Leary kicked off the landscape analysis in 2019, tabled it during the pandemic as the foundation disbursed emergency relief grants, and restarted it in 2021. She and her team conducted focus groups, interviewed artists, foundations and nonprofit leaders, and partnered with the Chicago-based arts consultant Suzanne Callahan to develop the foundation’s performing arts program. (I previously interviewed Callahan for IP’s white papers on music, theater and dance.)
In 2023, the foundation put in place its performing arts strategy, consisting of three strategies and focus areas — “Thriving Artists & Creative Workers,” “Sustainable & Equitable Organizations” and “An Aligned & Collaborative Sector.” The foundation disbursed $22.5 million in grants in 2023.
Tying the Platform Awards to a living wage
The foundation’s launch of the Platform Awards selection process in May 2023 was a welcome and refreshing addition to the performing arts grantmaking conversation.
First and foremost, the awards provide artists with unrestricted support, which, as we frequently note, is something of a rarity in performing arts philanthropy. “The goal was always to create a program that provided unrestricted support,” Leary told me this month. “We also wanted to make sure that we were adding something to the existing support structure that’s available in Chicago.”
For example, the foundation backs organizations like 3Arts, MAP Fund and New Music USA, which provide artists with project-based and unrestricted funding. Rather than duplicate efforts, the Platform Awards sought to complement these programs by addressing a specific funding gap in Chicago’s performing arts ecosystem — the relative dearth of opportunities for mid-career artists.
But the contours of the award were also striking. Recipients are not required to use the funding to create a specific performance. Rather than take a national approach, the Platform Awards recognizes artists operating exclusively in the Chicago metropolitan area. And not only is the $200,000 grant award notably large; Leary and her team landed on the annual grant amount — $67,000 per year over three years — after tying it to an approximate living wage in Chicago for one person with a dependent. “The cost of living calculator changes a bit based on the zip code,” Leary said, “so we tried to find the average.”
By tying the award to a living wage for the city, the foundation hopes it will incentivize artists to stay in Chicago and expand and deepen their practice there. “We do have this perception of being ‘the Second City’ and that artists need to go to the coasts to thrive,” Leary said. “So what’s driven our performing arts strategy and the awards is to give artists opportunities to continue to live and make a living wage doing their work.”
Leary and her team have also rolled out professional development sessions for the award’s inaugural cohort. Topics have included how to manage finances, work with an agent and address health issues.
The foundation designed the Platform Awards as a triennial grant program, so it will issue the next call for nominations in 2026. Walder, meanwhile, said the foundation commissioned the creation of a guide designed to help donors interested in supporting Chicago as a welcoming region for immigrants and refugees. The guide, which the foundation will make available to the city’s grantmakers in the fall, hearkens back to the foundation’s early days, when the Walders noticed that the region’s migration and performing funders were exiting the space.
Ever the proponent of “outsized philanthropy,” Walder hopes the forthcoming migration guide and the Platform Awards inspire more funders to help make Chicago a welcoming place for newcomers and recognize the importance of supporting individual artists. “These are the things that I feel very passionate about,” she said.

— Data —
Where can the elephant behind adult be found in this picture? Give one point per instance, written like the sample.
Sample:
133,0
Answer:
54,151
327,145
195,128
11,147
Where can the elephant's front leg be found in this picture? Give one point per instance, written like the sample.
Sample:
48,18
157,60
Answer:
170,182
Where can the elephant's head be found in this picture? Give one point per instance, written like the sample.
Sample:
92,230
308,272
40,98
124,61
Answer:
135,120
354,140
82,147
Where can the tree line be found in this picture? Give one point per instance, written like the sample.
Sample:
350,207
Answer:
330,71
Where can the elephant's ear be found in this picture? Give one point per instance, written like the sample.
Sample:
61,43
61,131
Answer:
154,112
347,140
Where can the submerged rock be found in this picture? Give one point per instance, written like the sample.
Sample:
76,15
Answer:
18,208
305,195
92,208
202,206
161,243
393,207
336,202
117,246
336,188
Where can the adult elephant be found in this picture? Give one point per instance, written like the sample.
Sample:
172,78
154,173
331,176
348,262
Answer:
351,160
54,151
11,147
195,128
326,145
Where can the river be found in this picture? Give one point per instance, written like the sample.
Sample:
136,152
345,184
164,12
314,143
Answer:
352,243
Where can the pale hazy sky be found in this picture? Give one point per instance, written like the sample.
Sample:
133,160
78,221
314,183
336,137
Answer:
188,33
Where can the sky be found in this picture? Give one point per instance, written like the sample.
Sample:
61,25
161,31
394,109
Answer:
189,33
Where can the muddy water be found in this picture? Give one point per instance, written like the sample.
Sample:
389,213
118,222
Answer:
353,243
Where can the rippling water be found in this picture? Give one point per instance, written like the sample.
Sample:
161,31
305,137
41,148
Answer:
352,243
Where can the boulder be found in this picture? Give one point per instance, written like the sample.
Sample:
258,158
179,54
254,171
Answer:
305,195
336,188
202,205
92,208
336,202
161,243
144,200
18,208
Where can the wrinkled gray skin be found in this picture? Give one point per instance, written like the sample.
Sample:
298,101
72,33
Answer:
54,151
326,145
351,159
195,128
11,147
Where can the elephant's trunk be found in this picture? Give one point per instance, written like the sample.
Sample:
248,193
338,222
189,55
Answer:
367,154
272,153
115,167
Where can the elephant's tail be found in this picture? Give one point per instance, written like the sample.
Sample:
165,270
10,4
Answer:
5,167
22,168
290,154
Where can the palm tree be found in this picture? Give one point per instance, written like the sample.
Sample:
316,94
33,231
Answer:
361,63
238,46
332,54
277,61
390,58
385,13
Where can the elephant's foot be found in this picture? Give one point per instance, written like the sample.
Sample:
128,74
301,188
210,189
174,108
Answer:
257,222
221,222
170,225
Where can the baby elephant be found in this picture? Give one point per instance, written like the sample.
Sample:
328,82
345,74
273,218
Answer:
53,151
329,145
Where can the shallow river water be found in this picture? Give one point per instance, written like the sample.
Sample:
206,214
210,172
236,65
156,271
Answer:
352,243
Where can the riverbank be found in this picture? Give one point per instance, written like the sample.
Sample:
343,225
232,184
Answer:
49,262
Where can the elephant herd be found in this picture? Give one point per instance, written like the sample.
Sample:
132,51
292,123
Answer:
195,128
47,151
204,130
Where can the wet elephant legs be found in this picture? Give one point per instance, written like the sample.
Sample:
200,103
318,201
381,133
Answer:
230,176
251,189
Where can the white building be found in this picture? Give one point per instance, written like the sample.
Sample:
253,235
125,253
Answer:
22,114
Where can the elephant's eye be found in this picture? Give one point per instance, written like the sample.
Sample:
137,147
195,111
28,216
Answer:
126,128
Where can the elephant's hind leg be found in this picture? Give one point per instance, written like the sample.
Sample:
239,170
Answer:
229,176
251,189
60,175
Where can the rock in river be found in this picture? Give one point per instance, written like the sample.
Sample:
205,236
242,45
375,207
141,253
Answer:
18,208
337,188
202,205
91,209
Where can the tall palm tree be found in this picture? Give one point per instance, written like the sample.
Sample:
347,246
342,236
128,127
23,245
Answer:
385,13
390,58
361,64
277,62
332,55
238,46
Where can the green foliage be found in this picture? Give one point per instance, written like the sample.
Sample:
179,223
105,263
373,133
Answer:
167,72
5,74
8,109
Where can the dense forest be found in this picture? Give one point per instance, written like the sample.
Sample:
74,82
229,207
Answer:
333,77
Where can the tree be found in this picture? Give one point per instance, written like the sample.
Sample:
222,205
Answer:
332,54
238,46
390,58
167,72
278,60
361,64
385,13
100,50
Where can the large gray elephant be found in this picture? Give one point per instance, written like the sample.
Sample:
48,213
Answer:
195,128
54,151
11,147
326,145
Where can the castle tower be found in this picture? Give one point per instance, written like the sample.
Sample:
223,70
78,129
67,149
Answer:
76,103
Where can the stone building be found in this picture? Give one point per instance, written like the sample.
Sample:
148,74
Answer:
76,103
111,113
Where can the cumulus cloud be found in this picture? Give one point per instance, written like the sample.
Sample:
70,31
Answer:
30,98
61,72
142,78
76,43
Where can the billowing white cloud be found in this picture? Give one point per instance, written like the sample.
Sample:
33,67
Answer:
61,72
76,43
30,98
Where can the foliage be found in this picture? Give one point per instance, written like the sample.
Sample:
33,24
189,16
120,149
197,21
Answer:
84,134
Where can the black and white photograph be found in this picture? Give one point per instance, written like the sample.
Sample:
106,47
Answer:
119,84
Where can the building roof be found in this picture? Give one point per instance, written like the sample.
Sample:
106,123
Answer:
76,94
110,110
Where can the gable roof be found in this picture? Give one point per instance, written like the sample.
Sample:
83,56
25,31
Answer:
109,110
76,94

— Required actions —
1. Please explain, using the article on the Platform Awards, how Leary and her team arrived at the annual grant amount of $67,000.
2. Answer these from the article on the Platform Awards:
(a) In what year did Leary begin the landscape analysis?
(b) How much did the foundation disburse in grants in 2023?
(c) In what year will the foundation issue the next call for nominations for the Platform Awards?
3. From the article on the Platform Awards, give the passage from "In 2023, the" up to and including "grants in 2023." again, renaming "disbursed" as "awarded".

— Results for the exercise —
1. They tied it to an approximate living wage in Chicago for one person with a dependent. Because the cost of living calculator varies by zip code, they tried to find the average.

2.
(a) 2019
(b) $22.5 million
(c) 2026

3.
In 2023, the foundation put in place its performing arts strategy, consisting of three strategies and focus areas — “Thriving Artists & Creative Workers,” “Sustainable & Equitable Organizations” and “An Aligned & Collaborative Sector.” The foundation awarded $22.5 million in grants in 2023.